The task:
Copy each line below exactly and leave the pictures out.
:: Raw records ::
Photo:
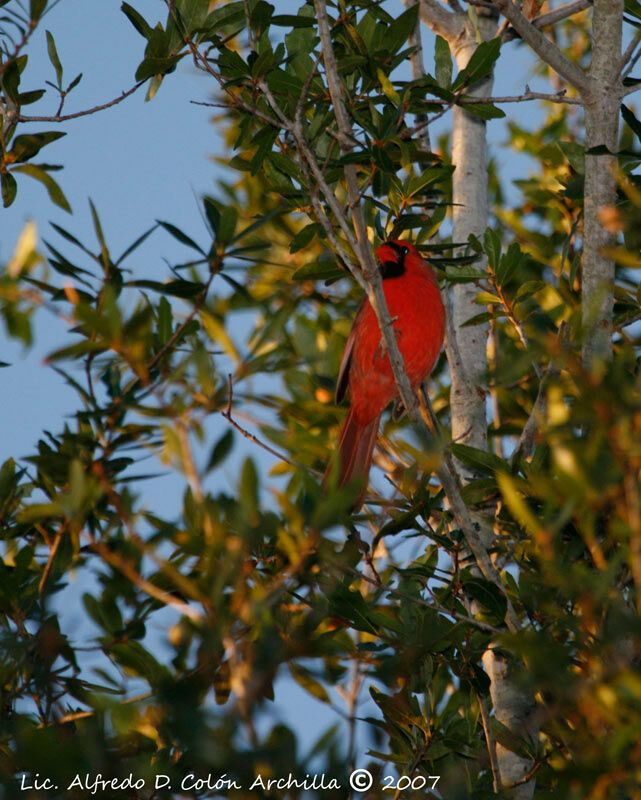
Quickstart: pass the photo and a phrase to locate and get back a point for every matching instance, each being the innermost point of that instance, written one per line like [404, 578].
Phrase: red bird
[416, 308]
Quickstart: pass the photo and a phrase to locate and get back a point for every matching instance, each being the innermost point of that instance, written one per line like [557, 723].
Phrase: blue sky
[139, 162]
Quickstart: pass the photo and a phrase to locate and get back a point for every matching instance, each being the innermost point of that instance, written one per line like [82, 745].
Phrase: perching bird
[415, 306]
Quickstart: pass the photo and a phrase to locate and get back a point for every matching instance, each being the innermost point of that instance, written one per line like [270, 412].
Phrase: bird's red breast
[416, 308]
[418, 316]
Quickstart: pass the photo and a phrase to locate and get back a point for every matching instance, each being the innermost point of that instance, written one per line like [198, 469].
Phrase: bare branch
[440, 20]
[227, 414]
[544, 47]
[85, 113]
[552, 17]
[628, 55]
[491, 743]
[418, 72]
[526, 440]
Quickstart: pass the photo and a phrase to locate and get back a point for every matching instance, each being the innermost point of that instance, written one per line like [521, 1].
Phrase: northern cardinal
[416, 308]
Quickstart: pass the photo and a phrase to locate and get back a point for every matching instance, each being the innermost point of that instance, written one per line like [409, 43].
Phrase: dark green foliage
[169, 664]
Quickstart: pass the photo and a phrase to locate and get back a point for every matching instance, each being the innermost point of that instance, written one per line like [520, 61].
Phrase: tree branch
[85, 113]
[552, 17]
[445, 23]
[543, 47]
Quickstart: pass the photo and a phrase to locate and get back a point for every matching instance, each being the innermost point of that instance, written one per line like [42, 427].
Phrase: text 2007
[392, 784]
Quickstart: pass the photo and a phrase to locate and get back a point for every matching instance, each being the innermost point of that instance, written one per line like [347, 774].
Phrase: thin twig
[125, 566]
[544, 47]
[228, 416]
[551, 17]
[51, 559]
[86, 112]
[491, 743]
[477, 623]
[75, 715]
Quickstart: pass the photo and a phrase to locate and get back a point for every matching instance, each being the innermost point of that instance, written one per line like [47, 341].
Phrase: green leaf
[229, 14]
[480, 64]
[153, 66]
[487, 299]
[575, 154]
[485, 593]
[484, 110]
[137, 20]
[308, 682]
[36, 7]
[631, 120]
[28, 145]
[180, 236]
[481, 460]
[509, 264]
[304, 237]
[212, 213]
[248, 489]
[53, 57]
[53, 189]
[318, 270]
[9, 188]
[479, 319]
[221, 450]
[492, 247]
[165, 319]
[292, 21]
[388, 87]
[175, 288]
[443, 63]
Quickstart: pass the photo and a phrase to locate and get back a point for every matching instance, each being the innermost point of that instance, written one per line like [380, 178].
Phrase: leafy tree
[488, 597]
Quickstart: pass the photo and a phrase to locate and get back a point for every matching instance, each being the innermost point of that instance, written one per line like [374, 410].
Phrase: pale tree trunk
[467, 356]
[602, 104]
[469, 196]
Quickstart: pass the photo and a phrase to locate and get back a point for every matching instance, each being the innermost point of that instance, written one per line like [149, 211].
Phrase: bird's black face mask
[394, 269]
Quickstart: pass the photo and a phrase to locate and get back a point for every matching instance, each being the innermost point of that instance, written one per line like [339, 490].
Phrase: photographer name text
[360, 780]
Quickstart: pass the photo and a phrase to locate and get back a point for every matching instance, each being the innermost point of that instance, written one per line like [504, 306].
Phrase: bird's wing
[343, 372]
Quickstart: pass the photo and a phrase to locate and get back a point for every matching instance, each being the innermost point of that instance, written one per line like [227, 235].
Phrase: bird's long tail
[355, 450]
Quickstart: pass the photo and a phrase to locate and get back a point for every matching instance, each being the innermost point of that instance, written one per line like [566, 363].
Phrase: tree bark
[602, 103]
[469, 196]
[512, 706]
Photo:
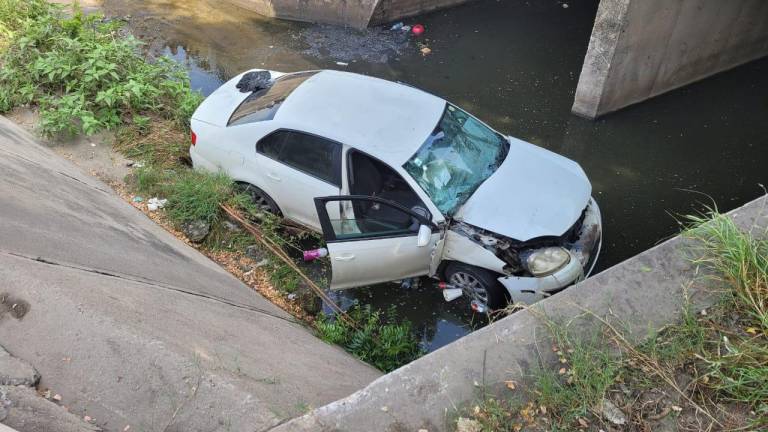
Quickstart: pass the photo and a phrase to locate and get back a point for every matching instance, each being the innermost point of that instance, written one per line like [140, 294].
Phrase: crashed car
[402, 184]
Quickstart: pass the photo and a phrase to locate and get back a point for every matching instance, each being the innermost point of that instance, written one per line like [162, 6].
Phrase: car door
[296, 168]
[373, 240]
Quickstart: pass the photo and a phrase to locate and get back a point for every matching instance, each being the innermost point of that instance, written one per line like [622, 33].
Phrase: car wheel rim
[470, 285]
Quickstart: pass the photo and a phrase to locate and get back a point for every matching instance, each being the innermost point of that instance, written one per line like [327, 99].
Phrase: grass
[378, 338]
[723, 352]
[83, 72]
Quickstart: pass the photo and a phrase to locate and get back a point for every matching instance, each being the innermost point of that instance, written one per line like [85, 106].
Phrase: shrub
[378, 339]
[84, 72]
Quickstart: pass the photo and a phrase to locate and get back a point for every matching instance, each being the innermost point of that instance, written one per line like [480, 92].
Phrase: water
[514, 64]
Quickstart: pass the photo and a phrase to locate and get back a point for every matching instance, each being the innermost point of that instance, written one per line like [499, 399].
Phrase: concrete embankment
[643, 293]
[133, 327]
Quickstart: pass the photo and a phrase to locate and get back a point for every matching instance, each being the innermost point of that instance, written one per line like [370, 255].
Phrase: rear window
[263, 104]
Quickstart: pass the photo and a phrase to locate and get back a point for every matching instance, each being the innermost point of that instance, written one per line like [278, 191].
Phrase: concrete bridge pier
[642, 48]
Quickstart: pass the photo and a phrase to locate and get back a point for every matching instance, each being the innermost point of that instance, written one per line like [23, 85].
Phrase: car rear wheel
[260, 199]
[478, 284]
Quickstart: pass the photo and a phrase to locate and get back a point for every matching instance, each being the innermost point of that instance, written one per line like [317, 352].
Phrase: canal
[514, 64]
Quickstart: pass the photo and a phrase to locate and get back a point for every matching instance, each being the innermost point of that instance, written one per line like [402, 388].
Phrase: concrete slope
[133, 327]
[644, 293]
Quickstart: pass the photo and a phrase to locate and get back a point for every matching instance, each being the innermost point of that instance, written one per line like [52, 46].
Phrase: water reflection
[514, 64]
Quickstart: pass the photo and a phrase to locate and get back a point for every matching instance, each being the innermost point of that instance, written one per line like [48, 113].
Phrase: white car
[402, 184]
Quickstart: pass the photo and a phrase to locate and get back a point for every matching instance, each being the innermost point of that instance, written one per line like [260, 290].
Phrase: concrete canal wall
[354, 13]
[131, 326]
[645, 292]
[642, 48]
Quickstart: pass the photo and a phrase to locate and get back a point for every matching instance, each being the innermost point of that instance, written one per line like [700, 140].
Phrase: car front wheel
[477, 284]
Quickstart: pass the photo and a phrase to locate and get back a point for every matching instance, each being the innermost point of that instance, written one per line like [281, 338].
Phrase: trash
[154, 203]
[314, 254]
[253, 81]
[196, 230]
[612, 413]
[468, 425]
[230, 226]
[478, 307]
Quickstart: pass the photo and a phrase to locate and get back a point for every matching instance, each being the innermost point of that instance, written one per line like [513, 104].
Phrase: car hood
[534, 193]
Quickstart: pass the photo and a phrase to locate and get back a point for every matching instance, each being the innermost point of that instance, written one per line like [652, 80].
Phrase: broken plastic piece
[479, 307]
[314, 254]
[254, 81]
[452, 294]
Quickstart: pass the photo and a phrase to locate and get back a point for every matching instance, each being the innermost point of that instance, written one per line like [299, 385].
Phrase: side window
[366, 219]
[310, 154]
[271, 145]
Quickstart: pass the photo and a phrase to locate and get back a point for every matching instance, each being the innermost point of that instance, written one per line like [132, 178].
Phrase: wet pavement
:::
Response to this task:
Photo:
Quickstart: pass the photo and a phrase to locate and get back a point for every matching instance, each being the innermost point of that instance, written one per line like [404, 578].
Phrase: red bird
[416, 308]
Quickstart: pass the photo and a phrase to locate and get back a point for every matching instance, each being the innermost point of that instance, written one per line like [557, 723].
Phrase: blue sky
[139, 162]
Quickstart: pass the photo and a phrase to locate and get back a point for every matching instance, each being the innermost point of that instance, written one per line like [82, 745].
Phrase: perching bird
[415, 306]
Quickstart: pass the photo and a phrase to locate and get back a point for every matching instance, each being the innermost point of that instance, written one per line like [270, 412].
Phrase: bird's red breast
[416, 308]
[418, 316]
Quickstart: pass the photo and a phrase to locate and get back a point for every matching instance, each being the innermost point of that instance, written one per line like [198, 469].
Phrase: bare branch
[440, 20]
[227, 414]
[544, 47]
[85, 113]
[552, 17]
[628, 55]
[491, 743]
[418, 72]
[526, 440]
Quickstart: pass the photo and a phrase to locate and get back a point for every matching instance, each being the innermost point of that instance, written one per line like [521, 1].
Phrase: northern cardinal
[416, 308]
Quickstart: pass the photo and a phrase to locate and get back a point for every matching instance, each being the innermost point of that instance, written one per line like [409, 43].
Phrase: dark green foliage
[169, 664]
Quickstart: pass the photo and a phrase to locate and get back a point for every matching instance, each being the innermost point of that instance, written one per line like [520, 61].
Phrase: tree branch
[85, 113]
[552, 17]
[445, 23]
[543, 47]
Quickstart: pass the photo and a phrase to locate and get back a point for every matching instance, each being the innermost point of that instance, written one per line like [42, 427].
Phrase: text 2007
[392, 784]
Quickstart: pass the photo and a phrase to locate and get back a point for every matching instance, each being the innermost point of that instance, written one per line like [347, 774].
Phrase: thin twig
[125, 566]
[544, 47]
[228, 416]
[551, 17]
[51, 559]
[86, 112]
[491, 743]
[477, 623]
[75, 715]
Quickstart: pass the photo and a phrase to locate and get back a point for every matching instance, each being the innermost point of that instance, written one per line like [47, 341].
Phrase: green leaf
[229, 14]
[480, 64]
[153, 66]
[487, 299]
[575, 154]
[485, 593]
[484, 110]
[137, 20]
[308, 682]
[36, 7]
[631, 120]
[28, 145]
[180, 236]
[481, 460]
[509, 264]
[304, 237]
[212, 213]
[248, 489]
[53, 57]
[53, 189]
[318, 270]
[9, 188]
[479, 319]
[221, 450]
[492, 247]
[165, 319]
[292, 21]
[388, 87]
[175, 288]
[443, 63]
Quickstart: pass the photo and a phrase to locate and get back a point for every matching instance, each being the innermost point of that instance, written one per line like [380, 178].
Phrase: leafy tree
[488, 597]
Quickstart: pass the photo and a phrase to locate and get back a point for every matching instance, each being the innermost point of that instance, written one per line like [374, 410].
Phrase: pale tree trunk
[467, 356]
[602, 104]
[469, 196]
Quickstart: pass the photo and a phrase to locate and get back a point for every matching instance, each being the innermost point of that instance, written one per line like [149, 211].
Phrase: bird's black face mask
[394, 269]
Quickstart: pass the photo and a phrase to locate and get back a point for every matching instance, each being the innermost point of that instance, written one per line like [339, 490].
Phrase: photographer name text
[360, 780]
Quickstart: pass the photo and a phrase to locate and get back a point for every matching instance, each being the innermost point of that instance, written one per line like [504, 306].
Phrase: bird's wing
[343, 372]
Quickstart: pass the photo and a phrase to locate and get back a point for every matching instance, each being the innermost point of that instance, written one per line like [227, 235].
Phrase: bird's long tail
[355, 450]
Quickstart: pass the photo and a phrase to locate and get back a point for every matching instance, each being the innermost point of that instance, written one per line like [566, 363].
Phrase: tree bark
[602, 103]
[469, 196]
[512, 706]
Photo:
Quickstart: pass the photo and a phrase to locate and get back a point for every matching instance, each being the innermost point of that instance, written one per line like [140, 294].
Phrase: crashed car
[402, 184]
Quickstart: pass the photo and a phrase to locate and get back a point for every matching instance, each being the innermost point of that instance, written one per line like [162, 6].
Phrase: car door
[296, 168]
[373, 240]
Quickstart: pass the photo and a phrase to locate and get back a point for every matching instance, each being the innermost point of that instance, written one per line like [622, 33].
Phrase: car wheel rim
[470, 285]
Quickstart: pass the photo and a phrase to locate and get back a point for every matching instance, each being the innermost point of that instance, written one per line like [327, 99].
Phrase: grass
[378, 338]
[723, 352]
[83, 72]
Quickstart: pass the photo and a phrase to locate and get back a point for every matching instance, each being the innermost point of that instance, written one per line like [85, 106].
Phrase: shrub
[378, 339]
[84, 72]
Quickstart: pass the photo and a phrase to locate and get back a point for every matching instance, each being the innermost point of that instance, written one per line like [480, 92].
Phrase: water
[514, 64]
Quickstart: pass the photo and a phrase to locate and get back a point for every matching instance, each being the innermost point of that instance, written one per line like [499, 399].
Phrase: concrete embankment
[643, 293]
[133, 327]
Quickstart: pass the photo and a phrase to locate and get back a point for every matching instance, each being the innermost point of that instance, written one per line like [370, 255].
Phrase: rear window
[263, 104]
Quickstart: pass the photo and a phrase to locate and get back a point for every matching instance, each being the innermost point of that instance, written one per line like [278, 191].
Phrase: concrete bridge pier
[642, 48]
Quickstart: pass the photo and a phrase to locate and get back a point for every matching instance, each being the innermost point of that instance, written one per line like [23, 85].
Phrase: car rear wheel
[260, 199]
[478, 284]
Quickstart: pass the photo and a phrase to locate and get back a point for every matching instance, each being the innermost point of that instance, written one per line like [317, 352].
Phrase: canal
[514, 64]
Quickstart: pass the photo and a phrase to locate and get back a point for every matching instance, each being the innermost point of that instance, written one per line like [402, 388].
Phrase: concrete slope
[133, 327]
[644, 293]
Quickstart: pass the photo and a phrase to locate and get back a point for every matching instance, each being the innermost point of that instance, written one per line like [52, 46].
Phrase: water reflection
[514, 64]
Quickstart: pass the photo and a phrase to locate and get back a point for every matching instance, each being the innermost point of that instance, written one per line like [48, 113].
Phrase: white car
[402, 184]
Quickstart: pass the photo and a phrase to locate and get back a point for every matching instance, each being the innermost point of that instance, written one per line like [260, 290].
Phrase: concrete canal wall
[354, 13]
[131, 326]
[645, 292]
[642, 48]
Quickstart: pass the photo and a phrase to locate and get back a point for every matching instance, each being the innermost point of that instance, written one per line like [700, 140].
Phrase: car front wheel
[477, 284]
Quickstart: pass the photo and a phrase to locate and get back a point for every matching instance, each being the innermost point of that instance, written one per line like [281, 338].
Phrase: trash
[154, 203]
[314, 254]
[253, 81]
[196, 230]
[612, 413]
[468, 425]
[230, 226]
[478, 307]
Quickstart: pass the photo and a phrase to locate and get back a point for every matching instance, each being the innermost point of that instance, written one per line like [513, 104].
Phrase: car hood
[534, 193]
Quickstart: pass the photo and a phrase to locate and get back a point for every matching instance, each being the innermost point of that instance, written one per line like [652, 80].
Phrase: broken plastic piece
[479, 307]
[314, 254]
[254, 81]
[452, 294]
Quickstart: pass the photo and a phrase to locate and get back a point for every matching instance, each being the innermost point of that instance, written one per line like [299, 385].
Phrase: side window
[366, 219]
[310, 154]
[271, 145]
Quickstart: pass the photo and a phrase to locate and get back a point for every matching instance, each being the innermost point of that instance, written one per line like [132, 178].
Phrase: wet pavement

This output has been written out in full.